GOAL OF THE EXERCISE = Output every line below exactly.
:: ENTRIES PROVIDED
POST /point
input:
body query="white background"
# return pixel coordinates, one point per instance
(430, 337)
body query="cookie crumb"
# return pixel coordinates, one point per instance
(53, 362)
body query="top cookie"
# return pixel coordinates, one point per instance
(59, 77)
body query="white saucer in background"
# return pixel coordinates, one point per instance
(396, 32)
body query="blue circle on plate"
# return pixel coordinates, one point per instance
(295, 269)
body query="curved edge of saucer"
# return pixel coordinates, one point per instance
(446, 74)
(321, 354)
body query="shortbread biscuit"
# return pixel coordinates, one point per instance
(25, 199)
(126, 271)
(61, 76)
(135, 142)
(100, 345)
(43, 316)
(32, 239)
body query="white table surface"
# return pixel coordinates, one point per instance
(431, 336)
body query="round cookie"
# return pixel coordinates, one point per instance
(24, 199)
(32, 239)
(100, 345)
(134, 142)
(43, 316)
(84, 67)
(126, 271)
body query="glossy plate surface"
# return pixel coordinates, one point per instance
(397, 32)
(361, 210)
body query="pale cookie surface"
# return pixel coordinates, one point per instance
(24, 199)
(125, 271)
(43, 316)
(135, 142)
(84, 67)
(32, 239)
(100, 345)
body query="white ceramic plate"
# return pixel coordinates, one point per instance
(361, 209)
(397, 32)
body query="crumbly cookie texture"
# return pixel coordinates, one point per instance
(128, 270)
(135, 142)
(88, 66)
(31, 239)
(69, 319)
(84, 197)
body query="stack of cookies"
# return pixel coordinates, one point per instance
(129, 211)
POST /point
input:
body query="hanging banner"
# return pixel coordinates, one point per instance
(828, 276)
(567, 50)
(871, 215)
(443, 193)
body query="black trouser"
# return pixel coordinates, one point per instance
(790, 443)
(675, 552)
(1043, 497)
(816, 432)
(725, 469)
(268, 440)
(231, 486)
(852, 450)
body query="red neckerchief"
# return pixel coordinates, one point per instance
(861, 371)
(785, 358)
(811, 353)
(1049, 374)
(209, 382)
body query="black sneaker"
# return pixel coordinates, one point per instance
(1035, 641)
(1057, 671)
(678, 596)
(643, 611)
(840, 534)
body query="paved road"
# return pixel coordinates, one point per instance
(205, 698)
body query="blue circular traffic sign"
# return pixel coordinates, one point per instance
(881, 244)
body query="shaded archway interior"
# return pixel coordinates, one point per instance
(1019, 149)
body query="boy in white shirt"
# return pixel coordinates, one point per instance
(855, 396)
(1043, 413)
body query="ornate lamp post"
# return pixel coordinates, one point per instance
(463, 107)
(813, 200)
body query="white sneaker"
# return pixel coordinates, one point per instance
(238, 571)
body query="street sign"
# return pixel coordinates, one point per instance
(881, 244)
::::
FINISHED EXERCISE =
POST /point
input:
body query="white background"
# return pixel coordinates, one point per instance
(430, 337)
body query="cookie crumb"
# return pixel coordinates, one point per instance
(53, 362)
body query="top cookie"
# return pixel coordinates, one point per instance
(59, 77)
body query="white saucer in background"
# return pixel coordinates, one point per instance
(396, 32)
body query="blue circle on plate"
# return pixel coordinates, one point per instance
(295, 269)
body query="curved edge of saucer"
# return pixel coordinates, one point per instance
(446, 74)
(321, 354)
body query="shortbread biscuit"
# return pixel coordinates, one point per instance
(25, 199)
(126, 271)
(61, 76)
(135, 142)
(100, 345)
(43, 316)
(32, 239)
body query="white table surface"
# return pixel coordinates, one point per instance
(431, 336)
body query="round cookie"
# return pixel coordinates, one point per instance
(24, 199)
(32, 239)
(100, 345)
(134, 142)
(43, 316)
(84, 67)
(126, 271)
body query="glossy plate surface"
# return pixel coordinates, one point per instance
(397, 32)
(361, 210)
body query="pale cookie surface"
# return pixel coordinates, one point per instance
(24, 199)
(125, 271)
(43, 316)
(135, 142)
(84, 67)
(32, 239)
(100, 345)
body query="white ceramic plate"
# return pixel coordinates, one point per instance
(361, 209)
(397, 32)
body query="crumbly cookie texture"
# return pixel coordinates, one point per instance
(128, 270)
(135, 142)
(88, 66)
(31, 239)
(69, 319)
(84, 197)
body query="stack of cookies"
# return pixel coordinates, one point per instance
(129, 211)
POST /point
input:
body query="hanging banner"
# return pixel coordinates, one point per instance
(828, 276)
(567, 50)
(871, 215)
(443, 193)
body query="black trouser"
# return pixel coordinates, one point per instance
(790, 443)
(675, 552)
(1043, 497)
(816, 432)
(725, 469)
(268, 440)
(231, 486)
(852, 450)
body query="red neckerchief"
# return pixel coordinates, one point per instance
(861, 371)
(785, 358)
(811, 353)
(1049, 374)
(209, 382)
body query="black sneaker"
# return pixel coordinates, one point per instance
(1035, 641)
(1057, 671)
(678, 596)
(643, 611)
(840, 534)
body query="paved road"
# return pixel coordinates, one point per instance
(205, 698)
body query="blue circular traffic sign"
# return pixel coordinates, one point per instance
(881, 244)
body query="shaded archway interior"
# return pixel coordinates, one point per instance
(1019, 149)
body query="boy in white shirt"
# return pixel coordinates, one point per instance
(855, 396)
(1043, 413)
body query="ornate lamp post"
# return pixel coordinates, one point per instance
(463, 107)
(813, 200)
body query="white sneaker"
# return pixel coordinates, one point per instance
(238, 571)
body query="street sign"
# return pixel coordinates, one point per instance
(881, 244)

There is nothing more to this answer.